Exercise description: Reproduce every line of the items below word for word, keeping their original order.

Records from a dataset

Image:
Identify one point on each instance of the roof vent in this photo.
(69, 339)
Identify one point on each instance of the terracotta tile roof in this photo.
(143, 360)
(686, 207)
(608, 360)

Solved problem:
Image:
Identify one point on each instance of the roof vent in this photo.
(69, 339)
Identify one point on each instance of the terracotta tile roof in this photo.
(143, 360)
(686, 207)
(608, 360)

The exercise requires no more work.